**DIRECTIVES**:
A - Reproduce the passage of the forum thread starting with "## 0699 (May" and going on through "them in a BPTT.", word for word.
B - Report every line of the rows below that contains the string "jacket", copying each line in full. Matching is case-sensitive.

**READING PASSAGE**:
Let's talk about austere in the sense we are talking about. SF goes into countries as the lone officia/nnoficial US military p prescence. Not just a FOB in Astan, I am talking no one else around, completely supported off what you brought, and what you buy... In some cases in teams of less than 5.


----------



## F.CASTLE (May 22, 2012)

Can one of the Mods move this thread to the Marine SOF section? Perhaps we can get some insight and accurate info from Uncle Petey or Hitman2/3 .......    Both CSOs, both Old as Fuck...:-"


----------



## 0699 (May 23, 2012)

Etype said:


> IPs were never in very austere situations...


 
I guess it depends on your definition of austere.  I'm only familiar with the situation in Al Anbar.  2005-2008 there were some pretty remote posts out on the Syria/Jordan border that had a few Marines embedded with them in a BPTT.



cback0220 said:


> Let's talk about austere in the sense we are talking about. SF goes into countries as the lone officia/nnoficial US military p prescence. Not just a FOB in Astan, I am talking no one else around, completely supported off what you brought, and what you buy... In some cases in teams of less than 5.


 
Agreed.  I'm not trying to stand here and scream the the Corps does things better than SF, just that historically Marines have done the "embed with the locals" thing.

[Pointing records]
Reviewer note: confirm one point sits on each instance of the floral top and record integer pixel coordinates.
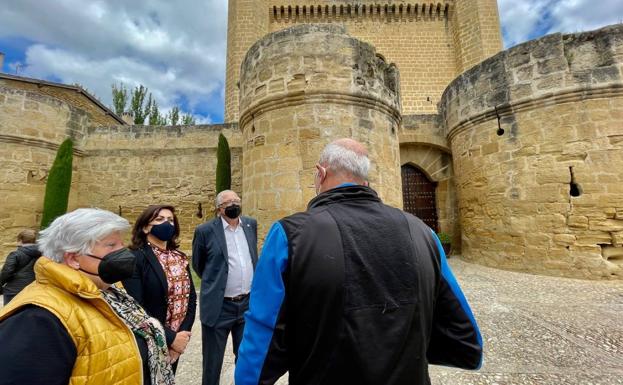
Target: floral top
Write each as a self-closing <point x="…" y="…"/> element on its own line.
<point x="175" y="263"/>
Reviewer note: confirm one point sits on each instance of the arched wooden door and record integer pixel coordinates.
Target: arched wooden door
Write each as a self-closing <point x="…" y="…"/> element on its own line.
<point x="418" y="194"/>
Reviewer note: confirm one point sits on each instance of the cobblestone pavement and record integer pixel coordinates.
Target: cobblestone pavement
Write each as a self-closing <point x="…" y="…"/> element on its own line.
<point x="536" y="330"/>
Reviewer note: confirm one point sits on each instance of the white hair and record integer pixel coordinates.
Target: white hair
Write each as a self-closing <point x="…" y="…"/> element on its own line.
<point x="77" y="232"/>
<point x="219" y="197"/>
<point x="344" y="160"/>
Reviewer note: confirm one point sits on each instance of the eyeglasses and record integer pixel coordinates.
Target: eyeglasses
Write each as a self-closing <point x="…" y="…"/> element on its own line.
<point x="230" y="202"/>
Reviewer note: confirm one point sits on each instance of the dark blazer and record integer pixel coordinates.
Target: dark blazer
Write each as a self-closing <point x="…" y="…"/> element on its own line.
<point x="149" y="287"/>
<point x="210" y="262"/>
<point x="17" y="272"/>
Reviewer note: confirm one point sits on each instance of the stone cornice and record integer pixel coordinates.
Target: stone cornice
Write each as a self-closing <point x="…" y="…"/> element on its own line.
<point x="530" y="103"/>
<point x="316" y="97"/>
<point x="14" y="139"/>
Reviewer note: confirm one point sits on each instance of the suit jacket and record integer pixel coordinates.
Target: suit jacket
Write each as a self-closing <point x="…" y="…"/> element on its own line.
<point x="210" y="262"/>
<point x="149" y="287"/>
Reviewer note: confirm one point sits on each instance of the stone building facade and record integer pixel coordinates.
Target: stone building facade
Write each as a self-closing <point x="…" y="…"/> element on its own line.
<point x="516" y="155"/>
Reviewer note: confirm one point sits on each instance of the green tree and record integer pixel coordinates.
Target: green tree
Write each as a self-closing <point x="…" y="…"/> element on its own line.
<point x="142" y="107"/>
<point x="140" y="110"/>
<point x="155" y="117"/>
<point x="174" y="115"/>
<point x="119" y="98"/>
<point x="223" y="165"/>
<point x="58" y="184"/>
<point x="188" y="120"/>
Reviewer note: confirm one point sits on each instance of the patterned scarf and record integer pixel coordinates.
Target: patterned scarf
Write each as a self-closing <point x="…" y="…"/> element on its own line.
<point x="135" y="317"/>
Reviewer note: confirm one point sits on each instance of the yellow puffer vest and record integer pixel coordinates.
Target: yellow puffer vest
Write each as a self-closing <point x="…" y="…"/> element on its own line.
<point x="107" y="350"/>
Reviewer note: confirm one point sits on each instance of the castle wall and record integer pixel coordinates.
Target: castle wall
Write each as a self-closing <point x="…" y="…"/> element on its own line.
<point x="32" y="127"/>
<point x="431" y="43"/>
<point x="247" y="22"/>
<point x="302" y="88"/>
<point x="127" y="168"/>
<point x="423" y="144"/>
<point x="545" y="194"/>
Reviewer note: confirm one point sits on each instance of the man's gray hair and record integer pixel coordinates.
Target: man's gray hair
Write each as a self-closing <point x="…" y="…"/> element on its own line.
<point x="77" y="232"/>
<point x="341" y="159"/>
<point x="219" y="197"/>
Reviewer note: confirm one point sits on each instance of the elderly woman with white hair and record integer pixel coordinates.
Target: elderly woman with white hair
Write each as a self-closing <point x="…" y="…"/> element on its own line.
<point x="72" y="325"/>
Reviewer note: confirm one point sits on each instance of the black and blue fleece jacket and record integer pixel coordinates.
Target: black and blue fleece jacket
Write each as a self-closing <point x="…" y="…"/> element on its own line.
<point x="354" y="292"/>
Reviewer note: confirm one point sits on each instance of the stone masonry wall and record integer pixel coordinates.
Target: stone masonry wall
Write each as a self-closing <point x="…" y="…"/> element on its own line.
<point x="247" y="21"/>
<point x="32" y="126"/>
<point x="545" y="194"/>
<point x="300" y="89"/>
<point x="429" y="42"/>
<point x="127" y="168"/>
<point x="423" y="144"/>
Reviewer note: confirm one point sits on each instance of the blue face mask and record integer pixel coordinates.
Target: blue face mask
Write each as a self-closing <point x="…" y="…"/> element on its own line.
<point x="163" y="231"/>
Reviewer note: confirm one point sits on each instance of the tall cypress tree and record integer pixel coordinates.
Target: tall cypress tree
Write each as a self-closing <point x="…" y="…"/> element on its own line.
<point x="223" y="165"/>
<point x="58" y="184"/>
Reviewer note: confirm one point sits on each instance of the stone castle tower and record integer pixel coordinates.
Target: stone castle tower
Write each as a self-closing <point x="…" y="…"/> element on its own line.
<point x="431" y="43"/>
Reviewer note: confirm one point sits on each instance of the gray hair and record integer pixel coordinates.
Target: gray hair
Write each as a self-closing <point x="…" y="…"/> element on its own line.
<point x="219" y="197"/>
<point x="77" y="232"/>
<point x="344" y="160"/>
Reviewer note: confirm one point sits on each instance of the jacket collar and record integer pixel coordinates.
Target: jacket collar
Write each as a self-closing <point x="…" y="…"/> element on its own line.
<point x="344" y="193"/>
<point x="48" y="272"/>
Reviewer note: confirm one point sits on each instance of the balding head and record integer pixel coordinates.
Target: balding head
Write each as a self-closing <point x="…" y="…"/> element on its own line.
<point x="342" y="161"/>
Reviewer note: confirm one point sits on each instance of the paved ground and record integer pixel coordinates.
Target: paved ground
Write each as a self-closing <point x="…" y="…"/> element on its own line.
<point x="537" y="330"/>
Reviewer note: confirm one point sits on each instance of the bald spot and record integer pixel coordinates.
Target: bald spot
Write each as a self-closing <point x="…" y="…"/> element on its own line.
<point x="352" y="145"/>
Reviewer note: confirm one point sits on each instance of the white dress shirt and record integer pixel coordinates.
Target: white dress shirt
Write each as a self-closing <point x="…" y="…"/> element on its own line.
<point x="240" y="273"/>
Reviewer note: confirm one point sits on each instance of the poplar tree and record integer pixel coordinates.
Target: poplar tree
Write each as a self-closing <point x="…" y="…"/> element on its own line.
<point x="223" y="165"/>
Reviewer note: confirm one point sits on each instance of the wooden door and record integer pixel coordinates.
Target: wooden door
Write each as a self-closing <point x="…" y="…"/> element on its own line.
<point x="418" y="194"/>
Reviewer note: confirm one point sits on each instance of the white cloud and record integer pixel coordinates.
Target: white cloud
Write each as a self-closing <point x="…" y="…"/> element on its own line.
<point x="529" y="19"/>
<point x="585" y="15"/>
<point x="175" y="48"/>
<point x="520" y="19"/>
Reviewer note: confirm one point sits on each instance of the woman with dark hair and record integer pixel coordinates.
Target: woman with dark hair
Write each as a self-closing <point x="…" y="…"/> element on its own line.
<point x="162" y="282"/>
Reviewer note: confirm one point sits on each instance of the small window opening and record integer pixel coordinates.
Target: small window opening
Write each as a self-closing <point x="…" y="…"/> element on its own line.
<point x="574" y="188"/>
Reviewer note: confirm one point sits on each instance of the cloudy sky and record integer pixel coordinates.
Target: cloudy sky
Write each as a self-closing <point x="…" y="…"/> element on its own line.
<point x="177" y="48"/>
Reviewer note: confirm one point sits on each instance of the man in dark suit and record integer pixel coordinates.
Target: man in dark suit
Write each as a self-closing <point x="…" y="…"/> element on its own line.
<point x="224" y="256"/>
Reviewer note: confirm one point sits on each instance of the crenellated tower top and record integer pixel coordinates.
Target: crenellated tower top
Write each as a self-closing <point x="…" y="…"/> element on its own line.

**RESPONSES IN ORDER**:
A -
## 0699 (May 23, 2012)

Etype said:


> IPs were never in very austere situations...


 
I guess it depends on your definition of austere.  I'm only familiar with the situation in Al Anbar.  2005-2008 there were some pretty remote posts out on the Syria/Jordan border that had a few Marines embedded with them in a BPTT.

B -
Reviewer note: confirm one point sits on each instance of the suit jacket and record integer pixel coordinates.
Target: suit jacket
Reviewer note: confirm one point sits on each instance of the black and blue fleece jacket and record integer pixel coordinates.
Target: black and blue fleece jacket
Reviewer note: confirm one point sits on each instance of the jacket collar and record integer pixel coordinates.
Target: jacket collar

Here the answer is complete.